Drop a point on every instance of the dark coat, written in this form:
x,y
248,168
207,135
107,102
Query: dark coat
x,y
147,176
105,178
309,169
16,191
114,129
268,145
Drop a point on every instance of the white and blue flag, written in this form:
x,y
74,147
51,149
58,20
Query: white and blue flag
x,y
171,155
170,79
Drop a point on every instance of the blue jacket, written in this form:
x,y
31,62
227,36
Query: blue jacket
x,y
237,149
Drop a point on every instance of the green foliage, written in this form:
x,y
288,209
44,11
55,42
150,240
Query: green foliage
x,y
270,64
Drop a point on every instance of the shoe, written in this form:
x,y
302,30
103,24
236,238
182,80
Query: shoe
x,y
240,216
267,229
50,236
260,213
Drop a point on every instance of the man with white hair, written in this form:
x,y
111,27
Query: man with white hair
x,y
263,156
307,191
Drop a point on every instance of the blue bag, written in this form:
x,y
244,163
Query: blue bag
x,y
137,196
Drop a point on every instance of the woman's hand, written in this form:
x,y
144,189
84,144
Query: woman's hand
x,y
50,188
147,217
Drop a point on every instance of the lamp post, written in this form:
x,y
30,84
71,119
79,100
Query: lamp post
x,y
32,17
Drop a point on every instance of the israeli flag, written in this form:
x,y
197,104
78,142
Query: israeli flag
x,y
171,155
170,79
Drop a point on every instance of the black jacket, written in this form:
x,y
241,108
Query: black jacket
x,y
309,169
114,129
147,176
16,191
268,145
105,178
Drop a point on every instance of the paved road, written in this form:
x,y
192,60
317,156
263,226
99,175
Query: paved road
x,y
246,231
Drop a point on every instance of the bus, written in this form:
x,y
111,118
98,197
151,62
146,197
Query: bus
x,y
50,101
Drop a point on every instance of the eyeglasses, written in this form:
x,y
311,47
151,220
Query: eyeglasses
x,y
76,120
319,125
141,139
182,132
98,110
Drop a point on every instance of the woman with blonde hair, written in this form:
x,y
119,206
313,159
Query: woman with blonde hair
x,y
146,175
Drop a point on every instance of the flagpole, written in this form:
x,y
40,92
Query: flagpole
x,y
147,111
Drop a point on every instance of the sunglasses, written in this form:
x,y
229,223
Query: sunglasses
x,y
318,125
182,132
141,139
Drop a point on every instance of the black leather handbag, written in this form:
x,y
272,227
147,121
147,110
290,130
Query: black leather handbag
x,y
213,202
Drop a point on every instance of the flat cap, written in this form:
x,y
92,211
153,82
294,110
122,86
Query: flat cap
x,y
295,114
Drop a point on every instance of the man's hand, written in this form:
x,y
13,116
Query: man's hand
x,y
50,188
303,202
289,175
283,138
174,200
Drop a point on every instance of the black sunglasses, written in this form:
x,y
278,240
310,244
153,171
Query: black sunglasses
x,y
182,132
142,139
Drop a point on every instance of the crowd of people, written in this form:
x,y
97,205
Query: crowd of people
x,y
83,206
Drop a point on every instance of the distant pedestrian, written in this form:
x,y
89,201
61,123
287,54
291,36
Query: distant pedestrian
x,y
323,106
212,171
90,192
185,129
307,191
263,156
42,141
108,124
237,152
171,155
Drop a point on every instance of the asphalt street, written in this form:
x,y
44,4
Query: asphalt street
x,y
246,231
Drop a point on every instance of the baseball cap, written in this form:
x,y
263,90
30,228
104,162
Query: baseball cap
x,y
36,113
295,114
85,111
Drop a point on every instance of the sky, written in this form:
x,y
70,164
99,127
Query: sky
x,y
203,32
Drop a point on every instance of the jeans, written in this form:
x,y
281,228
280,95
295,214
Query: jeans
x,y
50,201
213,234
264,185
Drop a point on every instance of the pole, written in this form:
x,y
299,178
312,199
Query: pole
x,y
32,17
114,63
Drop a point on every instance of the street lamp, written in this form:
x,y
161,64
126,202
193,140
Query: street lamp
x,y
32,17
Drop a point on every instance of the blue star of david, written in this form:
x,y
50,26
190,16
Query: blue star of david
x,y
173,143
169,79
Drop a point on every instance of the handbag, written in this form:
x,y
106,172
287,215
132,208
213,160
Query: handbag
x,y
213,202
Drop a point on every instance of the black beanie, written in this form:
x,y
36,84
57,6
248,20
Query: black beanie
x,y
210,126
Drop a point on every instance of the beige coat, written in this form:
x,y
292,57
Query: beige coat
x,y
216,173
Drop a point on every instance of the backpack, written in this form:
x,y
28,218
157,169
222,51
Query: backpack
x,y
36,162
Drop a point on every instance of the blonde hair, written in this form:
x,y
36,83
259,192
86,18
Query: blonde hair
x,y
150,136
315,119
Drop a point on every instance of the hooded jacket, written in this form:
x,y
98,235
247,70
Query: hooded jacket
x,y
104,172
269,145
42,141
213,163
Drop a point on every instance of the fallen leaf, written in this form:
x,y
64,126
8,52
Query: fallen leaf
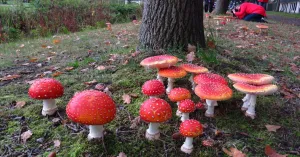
x,y
20,104
126,99
272,127
272,153
26,135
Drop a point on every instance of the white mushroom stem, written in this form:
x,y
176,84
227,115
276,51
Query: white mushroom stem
x,y
246,100
170,85
49,107
187,146
251,109
210,107
96,131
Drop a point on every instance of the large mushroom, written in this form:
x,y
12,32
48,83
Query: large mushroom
x,y
93,108
160,61
46,89
172,73
178,94
194,69
254,79
155,111
252,91
213,92
153,88
190,129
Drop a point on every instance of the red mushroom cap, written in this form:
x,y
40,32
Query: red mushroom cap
x,y
153,88
161,61
46,88
191,128
186,106
209,77
155,110
172,72
178,94
257,90
213,91
255,79
91,107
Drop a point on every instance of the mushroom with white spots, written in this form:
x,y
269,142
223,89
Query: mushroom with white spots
x,y
155,111
178,94
153,88
186,107
172,73
213,92
46,89
190,128
158,62
93,108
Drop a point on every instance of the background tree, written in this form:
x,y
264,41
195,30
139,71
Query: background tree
x,y
172,23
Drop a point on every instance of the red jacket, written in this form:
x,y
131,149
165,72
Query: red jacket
x,y
250,8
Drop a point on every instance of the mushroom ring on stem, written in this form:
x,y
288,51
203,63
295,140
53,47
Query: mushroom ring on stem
x,y
93,108
46,89
155,111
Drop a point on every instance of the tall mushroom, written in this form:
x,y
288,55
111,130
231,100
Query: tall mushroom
x,y
172,73
194,69
190,129
93,108
155,111
213,92
46,89
153,88
178,94
252,91
160,61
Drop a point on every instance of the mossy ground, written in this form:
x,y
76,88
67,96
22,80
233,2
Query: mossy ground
x,y
123,75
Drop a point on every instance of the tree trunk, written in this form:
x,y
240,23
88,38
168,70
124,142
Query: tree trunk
x,y
172,24
221,6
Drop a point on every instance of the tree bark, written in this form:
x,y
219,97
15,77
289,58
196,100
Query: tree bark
x,y
221,6
172,24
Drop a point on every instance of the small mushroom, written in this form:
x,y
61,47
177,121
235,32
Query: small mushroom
x,y
153,88
46,89
160,61
213,92
185,107
155,111
172,73
178,94
194,69
93,108
190,129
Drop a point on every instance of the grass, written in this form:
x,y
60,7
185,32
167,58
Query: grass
x,y
87,50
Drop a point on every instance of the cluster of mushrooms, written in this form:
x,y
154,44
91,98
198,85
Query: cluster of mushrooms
x,y
96,108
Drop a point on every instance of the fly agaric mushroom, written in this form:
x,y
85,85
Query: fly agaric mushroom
x,y
194,69
185,107
153,88
93,108
172,73
213,92
254,79
155,111
46,89
252,91
178,94
161,61
190,129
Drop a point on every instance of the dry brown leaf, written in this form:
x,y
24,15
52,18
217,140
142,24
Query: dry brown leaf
x,y
26,135
272,127
20,104
272,153
126,98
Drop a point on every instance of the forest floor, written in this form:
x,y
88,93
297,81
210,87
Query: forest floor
x,y
85,59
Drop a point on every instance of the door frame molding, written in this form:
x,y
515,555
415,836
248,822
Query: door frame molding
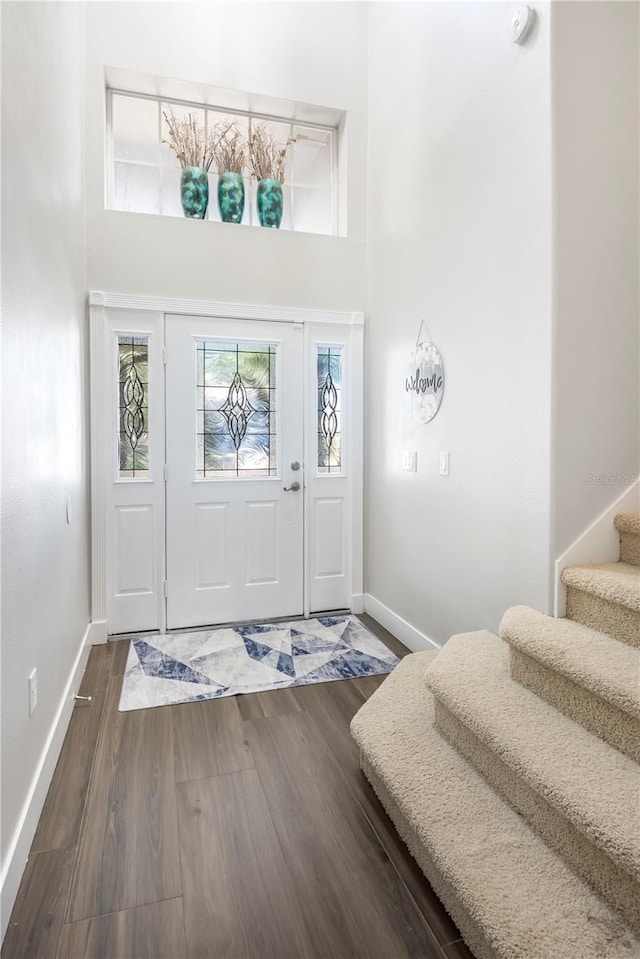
x,y
99,303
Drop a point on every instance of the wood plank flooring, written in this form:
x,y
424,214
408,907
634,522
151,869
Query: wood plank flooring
x,y
239,828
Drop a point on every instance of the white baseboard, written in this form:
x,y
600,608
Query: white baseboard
x,y
98,633
401,629
18,852
598,544
357,603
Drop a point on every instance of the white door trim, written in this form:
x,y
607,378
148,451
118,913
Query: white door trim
x,y
105,305
231,311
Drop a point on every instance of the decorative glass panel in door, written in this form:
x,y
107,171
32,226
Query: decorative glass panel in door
x,y
235,409
133,407
234,427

---

Reproduce the entries verbatim, starting with the line that contains "Drop a point on every instance of the white baseboard, written" and continuing through the final line of the entries.

Drop a point on every instance of the white baseboard, written in this form:
x,y
600,608
Query: white baseboard
x,y
98,633
401,629
18,852
598,544
357,603
Drop a point on every instance of the white door trim, written in this form:
x,y
607,378
148,451
118,913
Query: white door trim
x,y
105,305
231,311
Drop a point on every instance of the decorative glass panel in door, written in this form:
x,y
107,171
32,226
Query: decorative glass panel in door
x,y
235,409
133,407
234,427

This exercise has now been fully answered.